- [Questions on the material]:
1 - In the column about the Romanian presidential election, what share of the vote did Călin Georgescu win in the first round?
2 - Render this sentence from the column about the Romanian presidential election in Spanish: "Farmers are redrawing Europe’s political map with one electoral victory after another – and the establishment is in full panic mode."

Farmers just won a presidential election victory — and promptly had it stolen from them

By: Rachel Marsden

PARIS — Farmers are redrawing Europe’s political map with one electoral victory after another – and the establishment is in full panic mode. What the heck did they expect?

If current mainstream narratives are to be believed, a Romanian “far-right” politician, Călin Georgescu, who once committed the thought crime of referring to Russian President Vladimir Putin as a “true leader,” seemingly came out of nowhere, and went from 5 percent in the polls to winning the first round of presidential voting last month with 23 percent. How did he manage that? Well, the 62-year old gamed TikTok like a teenage influencer — because Russian President Vladimir Putin was basically running his account. Or at least that’s what the European establishment suggested in successfully arguing for the country’s constitutional court to cancel the results in favor of a do-over.

- [Entries provided]:
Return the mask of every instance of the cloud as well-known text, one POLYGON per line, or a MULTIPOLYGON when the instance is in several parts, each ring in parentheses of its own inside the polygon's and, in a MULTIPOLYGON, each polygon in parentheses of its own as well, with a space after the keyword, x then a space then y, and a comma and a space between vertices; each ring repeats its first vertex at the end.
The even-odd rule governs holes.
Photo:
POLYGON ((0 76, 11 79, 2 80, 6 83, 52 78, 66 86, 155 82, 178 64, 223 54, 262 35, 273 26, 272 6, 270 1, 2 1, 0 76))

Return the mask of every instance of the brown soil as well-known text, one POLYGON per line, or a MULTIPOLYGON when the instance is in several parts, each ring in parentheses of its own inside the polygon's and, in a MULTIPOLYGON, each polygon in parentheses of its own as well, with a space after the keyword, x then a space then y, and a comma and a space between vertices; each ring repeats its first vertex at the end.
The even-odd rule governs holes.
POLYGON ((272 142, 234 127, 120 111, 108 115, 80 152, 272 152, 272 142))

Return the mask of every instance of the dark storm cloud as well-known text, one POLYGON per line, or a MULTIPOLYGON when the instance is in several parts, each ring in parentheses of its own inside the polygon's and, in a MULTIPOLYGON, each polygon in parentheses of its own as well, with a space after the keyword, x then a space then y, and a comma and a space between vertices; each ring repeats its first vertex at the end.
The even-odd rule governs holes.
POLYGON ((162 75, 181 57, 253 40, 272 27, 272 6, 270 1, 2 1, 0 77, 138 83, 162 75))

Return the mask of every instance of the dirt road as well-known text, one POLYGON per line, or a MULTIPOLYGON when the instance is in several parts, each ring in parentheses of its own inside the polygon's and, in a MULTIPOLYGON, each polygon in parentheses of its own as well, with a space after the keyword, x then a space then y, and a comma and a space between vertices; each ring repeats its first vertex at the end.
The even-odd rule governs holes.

- [Responses by task]:
1 - 23 percent

2 - Los agricultores están redibujando el mapa político de Europa con una victoria electoral tras otra, y el establishment está en pleno modo de pánico.